● **Provided data**:
- - - - -

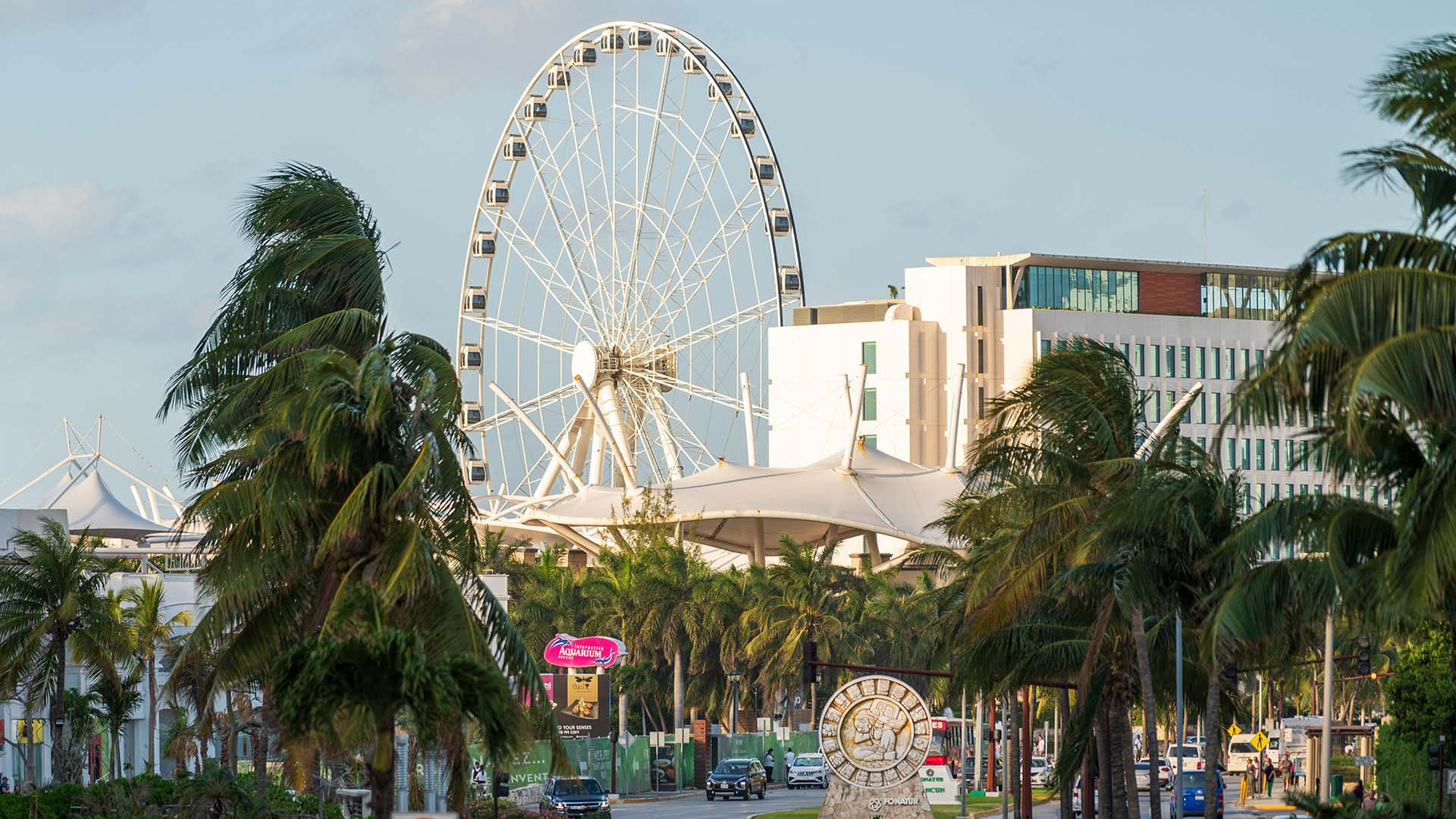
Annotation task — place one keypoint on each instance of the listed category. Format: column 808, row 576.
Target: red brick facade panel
column 1168, row 293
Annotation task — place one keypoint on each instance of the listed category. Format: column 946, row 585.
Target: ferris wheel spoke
column 535, row 404
column 549, row 283
column 698, row 391
column 695, row 264
column 522, row 333
column 689, row 436
column 549, row 191
column 647, row 181
column 720, row 327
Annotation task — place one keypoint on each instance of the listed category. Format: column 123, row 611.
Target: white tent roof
column 721, row 504
column 89, row 504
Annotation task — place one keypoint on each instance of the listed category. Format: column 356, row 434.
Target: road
column 698, row 805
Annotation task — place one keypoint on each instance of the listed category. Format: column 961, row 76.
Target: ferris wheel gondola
column 631, row 248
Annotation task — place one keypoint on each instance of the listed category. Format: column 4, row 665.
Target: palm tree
column 328, row 447
column 376, row 676
column 53, row 607
column 117, row 698
column 804, row 598
column 672, row 573
column 1370, row 357
column 152, row 632
column 613, row 594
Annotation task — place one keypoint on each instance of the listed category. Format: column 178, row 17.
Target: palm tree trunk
column 1011, row 729
column 677, row 689
column 1090, row 808
column 1104, row 768
column 1065, row 706
column 1125, row 727
column 153, row 765
column 1012, row 733
column 382, row 770
column 58, row 707
column 1210, row 760
column 1145, row 675
column 261, row 761
column 1119, row 773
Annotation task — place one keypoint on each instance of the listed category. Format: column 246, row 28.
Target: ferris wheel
column 631, row 246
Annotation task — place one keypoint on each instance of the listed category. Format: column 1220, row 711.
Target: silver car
column 808, row 771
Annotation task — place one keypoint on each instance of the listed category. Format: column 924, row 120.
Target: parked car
column 737, row 777
column 574, row 798
column 808, row 771
column 1040, row 771
column 1193, row 796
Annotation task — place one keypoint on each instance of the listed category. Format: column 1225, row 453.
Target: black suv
column 737, row 777
column 574, row 798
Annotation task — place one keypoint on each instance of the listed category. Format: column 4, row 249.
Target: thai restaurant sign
column 584, row 651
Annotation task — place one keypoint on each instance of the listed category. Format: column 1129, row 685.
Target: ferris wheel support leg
column 566, row 444
column 664, row 435
column 618, row 450
column 747, row 419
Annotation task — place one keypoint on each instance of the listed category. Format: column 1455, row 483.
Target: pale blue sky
column 130, row 129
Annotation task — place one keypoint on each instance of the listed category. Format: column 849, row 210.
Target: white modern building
column 1177, row 322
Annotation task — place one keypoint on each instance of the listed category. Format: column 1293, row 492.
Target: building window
column 1242, row 295
column 1078, row 289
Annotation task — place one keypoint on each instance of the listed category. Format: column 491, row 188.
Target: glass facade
column 1242, row 297
column 1078, row 289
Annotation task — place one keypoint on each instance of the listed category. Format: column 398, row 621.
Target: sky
column 130, row 129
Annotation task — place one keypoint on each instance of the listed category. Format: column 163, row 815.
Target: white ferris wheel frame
column 500, row 502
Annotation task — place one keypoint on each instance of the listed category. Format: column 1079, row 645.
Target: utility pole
column 1329, row 694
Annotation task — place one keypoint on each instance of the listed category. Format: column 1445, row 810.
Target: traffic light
column 1363, row 654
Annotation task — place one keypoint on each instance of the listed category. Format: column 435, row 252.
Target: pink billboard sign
column 584, row 651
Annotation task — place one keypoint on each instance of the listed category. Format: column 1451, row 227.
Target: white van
column 1241, row 752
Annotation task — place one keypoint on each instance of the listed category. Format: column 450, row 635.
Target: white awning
column 91, row 506
column 723, row 504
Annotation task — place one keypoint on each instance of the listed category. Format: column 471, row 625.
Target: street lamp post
column 733, row 714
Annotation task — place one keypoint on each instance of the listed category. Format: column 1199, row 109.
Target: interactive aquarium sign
column 584, row 651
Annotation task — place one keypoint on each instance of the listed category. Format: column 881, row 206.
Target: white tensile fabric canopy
column 731, row 506
column 91, row 506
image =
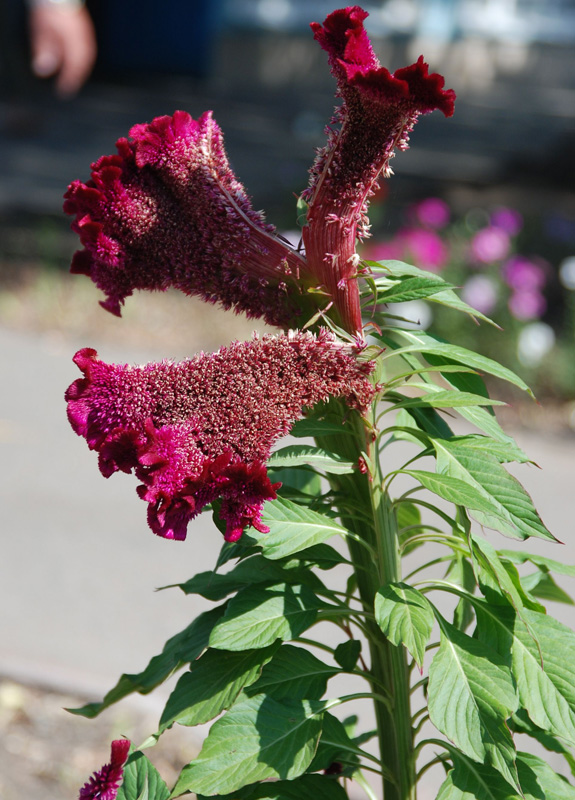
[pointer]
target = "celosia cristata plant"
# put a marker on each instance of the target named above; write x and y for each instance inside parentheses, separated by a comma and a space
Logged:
(167, 211)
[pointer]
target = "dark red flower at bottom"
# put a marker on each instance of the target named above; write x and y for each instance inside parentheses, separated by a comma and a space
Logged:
(204, 429)
(104, 784)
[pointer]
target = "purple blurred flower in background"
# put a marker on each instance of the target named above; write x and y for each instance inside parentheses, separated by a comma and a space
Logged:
(508, 220)
(527, 304)
(426, 248)
(480, 292)
(523, 275)
(432, 212)
(490, 244)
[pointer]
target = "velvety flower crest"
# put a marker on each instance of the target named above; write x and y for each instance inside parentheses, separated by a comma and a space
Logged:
(167, 211)
(379, 110)
(104, 784)
(203, 429)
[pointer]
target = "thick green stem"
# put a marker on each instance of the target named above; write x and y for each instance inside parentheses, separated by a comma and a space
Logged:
(388, 662)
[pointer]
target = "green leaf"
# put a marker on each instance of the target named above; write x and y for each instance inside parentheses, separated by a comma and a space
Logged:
(426, 344)
(544, 670)
(542, 585)
(482, 418)
(294, 674)
(497, 577)
(461, 572)
(322, 556)
(452, 489)
(408, 515)
(308, 787)
(406, 617)
(141, 780)
(539, 781)
(181, 649)
(503, 451)
(259, 615)
(520, 723)
(302, 481)
(471, 694)
(347, 653)
(258, 738)
(335, 745)
(311, 427)
(520, 557)
(298, 454)
(213, 685)
(471, 781)
(513, 512)
(293, 528)
(405, 289)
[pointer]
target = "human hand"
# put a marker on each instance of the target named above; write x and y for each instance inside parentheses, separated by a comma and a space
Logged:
(63, 43)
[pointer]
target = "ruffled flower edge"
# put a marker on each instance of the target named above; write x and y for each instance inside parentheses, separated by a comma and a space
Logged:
(168, 211)
(180, 472)
(104, 784)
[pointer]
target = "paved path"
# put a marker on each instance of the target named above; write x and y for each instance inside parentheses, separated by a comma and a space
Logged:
(79, 565)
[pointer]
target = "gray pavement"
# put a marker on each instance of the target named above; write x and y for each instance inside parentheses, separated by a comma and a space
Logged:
(79, 564)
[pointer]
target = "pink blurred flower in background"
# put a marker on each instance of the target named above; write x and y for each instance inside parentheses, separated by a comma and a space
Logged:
(525, 305)
(480, 292)
(508, 220)
(524, 275)
(490, 244)
(426, 248)
(432, 212)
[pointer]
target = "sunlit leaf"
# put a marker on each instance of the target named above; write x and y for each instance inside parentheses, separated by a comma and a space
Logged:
(405, 616)
(258, 738)
(470, 694)
(213, 684)
(259, 615)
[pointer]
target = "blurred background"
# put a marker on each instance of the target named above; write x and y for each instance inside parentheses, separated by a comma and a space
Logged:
(486, 198)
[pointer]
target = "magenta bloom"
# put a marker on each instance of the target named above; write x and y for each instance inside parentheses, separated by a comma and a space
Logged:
(490, 244)
(426, 248)
(508, 220)
(379, 110)
(480, 291)
(167, 211)
(104, 784)
(523, 275)
(204, 428)
(526, 305)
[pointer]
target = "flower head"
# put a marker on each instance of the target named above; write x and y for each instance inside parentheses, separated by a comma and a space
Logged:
(378, 112)
(104, 784)
(203, 429)
(167, 211)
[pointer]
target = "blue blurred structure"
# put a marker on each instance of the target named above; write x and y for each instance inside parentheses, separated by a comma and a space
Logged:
(515, 20)
(159, 35)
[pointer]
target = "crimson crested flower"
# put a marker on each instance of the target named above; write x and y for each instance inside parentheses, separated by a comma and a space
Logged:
(104, 784)
(203, 429)
(167, 211)
(378, 112)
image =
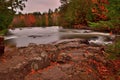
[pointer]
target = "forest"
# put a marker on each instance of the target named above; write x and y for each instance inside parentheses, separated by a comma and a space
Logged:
(101, 15)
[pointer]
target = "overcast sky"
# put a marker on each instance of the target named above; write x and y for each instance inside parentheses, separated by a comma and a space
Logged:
(40, 5)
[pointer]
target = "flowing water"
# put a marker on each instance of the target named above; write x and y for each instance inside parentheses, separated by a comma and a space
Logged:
(21, 37)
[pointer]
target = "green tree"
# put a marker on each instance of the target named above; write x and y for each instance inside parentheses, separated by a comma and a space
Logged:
(7, 11)
(50, 21)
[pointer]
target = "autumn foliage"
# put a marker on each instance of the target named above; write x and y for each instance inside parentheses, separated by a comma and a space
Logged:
(99, 10)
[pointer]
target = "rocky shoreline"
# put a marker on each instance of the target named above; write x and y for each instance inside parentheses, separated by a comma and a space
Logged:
(72, 59)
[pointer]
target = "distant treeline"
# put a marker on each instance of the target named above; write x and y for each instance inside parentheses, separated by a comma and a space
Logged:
(50, 18)
(96, 14)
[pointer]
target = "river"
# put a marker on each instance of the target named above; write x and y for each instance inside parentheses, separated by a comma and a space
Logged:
(21, 37)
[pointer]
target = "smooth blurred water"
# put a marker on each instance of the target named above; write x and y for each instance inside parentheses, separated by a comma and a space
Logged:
(23, 36)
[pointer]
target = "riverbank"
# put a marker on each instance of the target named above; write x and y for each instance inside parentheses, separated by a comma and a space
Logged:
(72, 59)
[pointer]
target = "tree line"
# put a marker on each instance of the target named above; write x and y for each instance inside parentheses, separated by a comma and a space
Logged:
(50, 18)
(96, 14)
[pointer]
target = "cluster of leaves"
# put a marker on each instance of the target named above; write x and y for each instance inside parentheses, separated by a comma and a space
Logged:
(36, 19)
(81, 11)
(113, 18)
(7, 11)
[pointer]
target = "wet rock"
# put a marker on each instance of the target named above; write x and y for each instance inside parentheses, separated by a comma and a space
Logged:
(63, 58)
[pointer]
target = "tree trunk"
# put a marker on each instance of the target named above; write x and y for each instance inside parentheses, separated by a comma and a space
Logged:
(1, 45)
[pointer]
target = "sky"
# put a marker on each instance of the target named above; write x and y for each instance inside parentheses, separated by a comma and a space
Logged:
(40, 5)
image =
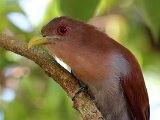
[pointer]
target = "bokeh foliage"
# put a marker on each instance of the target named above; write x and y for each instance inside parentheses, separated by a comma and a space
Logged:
(133, 23)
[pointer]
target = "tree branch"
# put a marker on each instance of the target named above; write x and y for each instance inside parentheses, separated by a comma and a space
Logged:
(82, 101)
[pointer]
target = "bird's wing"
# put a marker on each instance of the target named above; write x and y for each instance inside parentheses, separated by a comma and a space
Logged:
(136, 94)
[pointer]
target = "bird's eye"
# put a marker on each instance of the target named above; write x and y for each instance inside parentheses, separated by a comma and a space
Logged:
(61, 30)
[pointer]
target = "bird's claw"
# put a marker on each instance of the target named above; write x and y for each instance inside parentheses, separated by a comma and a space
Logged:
(79, 90)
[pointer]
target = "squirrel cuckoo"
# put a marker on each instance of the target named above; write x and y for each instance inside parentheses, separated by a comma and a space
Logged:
(110, 70)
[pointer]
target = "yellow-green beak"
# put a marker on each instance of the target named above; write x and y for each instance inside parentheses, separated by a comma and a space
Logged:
(36, 41)
(40, 40)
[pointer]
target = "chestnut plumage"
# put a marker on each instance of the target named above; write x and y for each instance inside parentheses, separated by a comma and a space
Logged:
(110, 70)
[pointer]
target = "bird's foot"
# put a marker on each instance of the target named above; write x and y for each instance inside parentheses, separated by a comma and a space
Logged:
(79, 90)
(84, 89)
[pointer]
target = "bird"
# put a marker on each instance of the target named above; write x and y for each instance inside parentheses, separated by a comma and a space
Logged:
(111, 72)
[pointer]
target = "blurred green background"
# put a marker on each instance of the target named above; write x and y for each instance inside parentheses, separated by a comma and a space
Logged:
(26, 93)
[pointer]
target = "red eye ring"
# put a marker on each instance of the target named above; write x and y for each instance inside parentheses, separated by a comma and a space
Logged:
(61, 30)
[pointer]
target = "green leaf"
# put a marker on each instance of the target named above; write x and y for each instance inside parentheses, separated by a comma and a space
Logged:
(80, 9)
(149, 10)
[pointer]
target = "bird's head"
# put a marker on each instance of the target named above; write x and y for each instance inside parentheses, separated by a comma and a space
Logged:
(63, 30)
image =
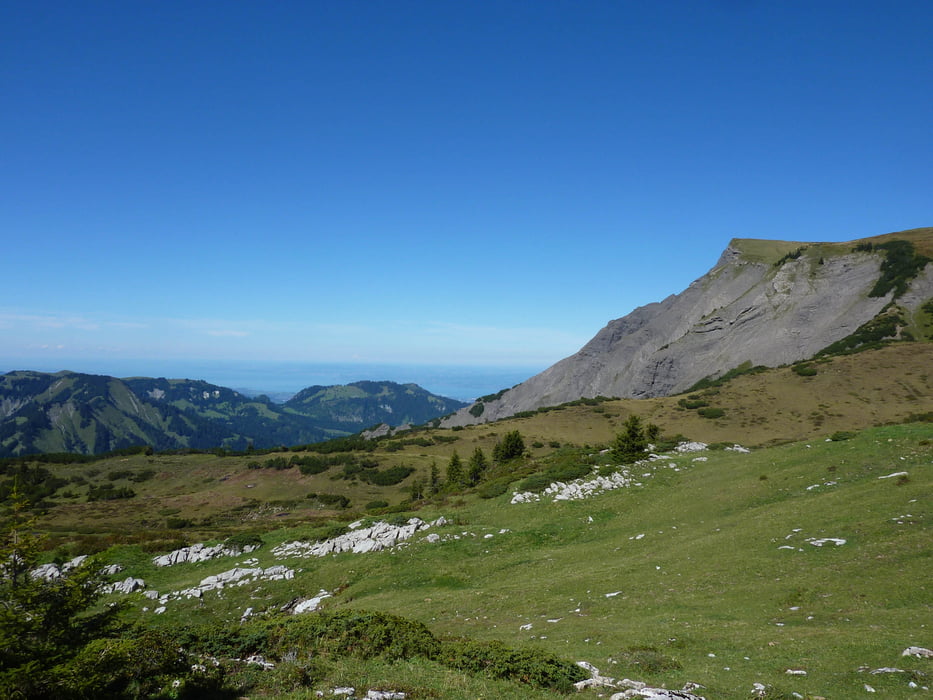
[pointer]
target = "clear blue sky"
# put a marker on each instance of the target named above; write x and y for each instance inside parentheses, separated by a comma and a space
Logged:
(440, 182)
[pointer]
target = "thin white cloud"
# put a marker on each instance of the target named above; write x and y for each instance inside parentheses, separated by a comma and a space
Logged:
(228, 333)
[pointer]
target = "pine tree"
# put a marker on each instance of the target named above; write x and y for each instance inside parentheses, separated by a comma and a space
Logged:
(509, 447)
(454, 471)
(630, 444)
(477, 467)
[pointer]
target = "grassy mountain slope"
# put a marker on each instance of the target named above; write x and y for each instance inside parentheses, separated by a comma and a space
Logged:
(889, 385)
(706, 571)
(703, 573)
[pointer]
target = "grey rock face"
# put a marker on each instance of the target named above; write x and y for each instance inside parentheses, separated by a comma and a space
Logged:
(743, 310)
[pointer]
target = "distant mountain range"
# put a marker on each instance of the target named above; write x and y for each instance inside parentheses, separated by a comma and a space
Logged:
(765, 303)
(92, 414)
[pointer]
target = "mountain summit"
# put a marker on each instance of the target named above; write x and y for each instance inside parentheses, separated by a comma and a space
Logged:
(764, 303)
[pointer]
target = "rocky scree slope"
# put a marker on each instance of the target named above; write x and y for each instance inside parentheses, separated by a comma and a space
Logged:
(764, 303)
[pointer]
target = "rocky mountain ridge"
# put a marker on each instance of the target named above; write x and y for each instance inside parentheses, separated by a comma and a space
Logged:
(766, 303)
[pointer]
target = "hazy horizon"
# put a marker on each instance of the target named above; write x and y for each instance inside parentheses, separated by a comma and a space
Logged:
(485, 183)
(463, 382)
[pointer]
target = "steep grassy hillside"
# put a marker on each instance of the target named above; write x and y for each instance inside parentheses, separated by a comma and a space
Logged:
(179, 497)
(720, 568)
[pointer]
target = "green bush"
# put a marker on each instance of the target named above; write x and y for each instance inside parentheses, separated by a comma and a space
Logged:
(494, 659)
(355, 633)
(242, 540)
(387, 477)
(493, 489)
(330, 499)
(108, 492)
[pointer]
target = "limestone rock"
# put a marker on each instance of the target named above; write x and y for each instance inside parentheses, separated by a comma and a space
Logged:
(751, 307)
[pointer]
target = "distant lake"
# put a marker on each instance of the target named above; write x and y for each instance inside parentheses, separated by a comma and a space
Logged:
(458, 382)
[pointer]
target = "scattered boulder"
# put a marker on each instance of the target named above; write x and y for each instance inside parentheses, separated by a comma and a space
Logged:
(126, 586)
(918, 652)
(200, 552)
(359, 540)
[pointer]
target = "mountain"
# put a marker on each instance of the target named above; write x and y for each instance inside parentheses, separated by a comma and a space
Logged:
(353, 407)
(765, 303)
(93, 414)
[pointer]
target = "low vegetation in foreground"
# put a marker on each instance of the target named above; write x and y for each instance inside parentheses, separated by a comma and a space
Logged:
(490, 561)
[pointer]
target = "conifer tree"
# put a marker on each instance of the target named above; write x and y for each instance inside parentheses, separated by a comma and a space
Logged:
(454, 471)
(477, 467)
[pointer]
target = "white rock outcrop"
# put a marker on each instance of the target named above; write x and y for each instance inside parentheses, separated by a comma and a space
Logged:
(200, 552)
(359, 540)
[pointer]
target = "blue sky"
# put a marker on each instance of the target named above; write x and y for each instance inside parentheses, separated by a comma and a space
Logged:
(469, 183)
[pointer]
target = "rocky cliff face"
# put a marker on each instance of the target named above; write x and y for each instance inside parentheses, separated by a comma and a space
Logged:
(764, 302)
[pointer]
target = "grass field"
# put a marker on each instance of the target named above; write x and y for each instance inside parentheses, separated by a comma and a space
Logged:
(721, 568)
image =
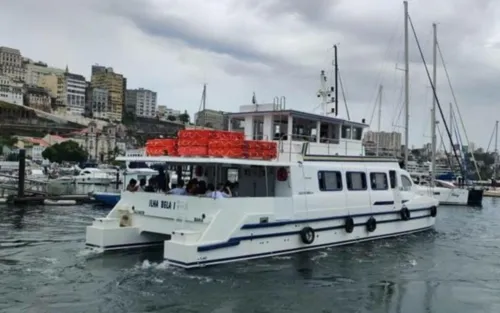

- - - - -

● **Task to carry out**: In the data above, retype exactly and only the lines between the one holding "Target: silver car" and the one holding "1129, row 685.", inclusive.

● **Exercise solution**:
Target: silver car
column 808, row 771
Annotation task — place one keypoint on each instance of the listed category. Format: column 924, row 120.
Target: parked car
column 737, row 777
column 574, row 798
column 808, row 771
column 1040, row 771
column 1193, row 796
Annotation task — place one keypoint on each instance of the listed category. Format: column 1225, row 453.
Target: black suv
column 737, row 777
column 574, row 798
Annotation task — place one keypoint on each instance of the listed category. Format: column 4, row 249.
Target: thai restaurant sign
column 584, row 651
Annotation task — place one keypoint on each instance of the listed category. Format: column 1129, row 685.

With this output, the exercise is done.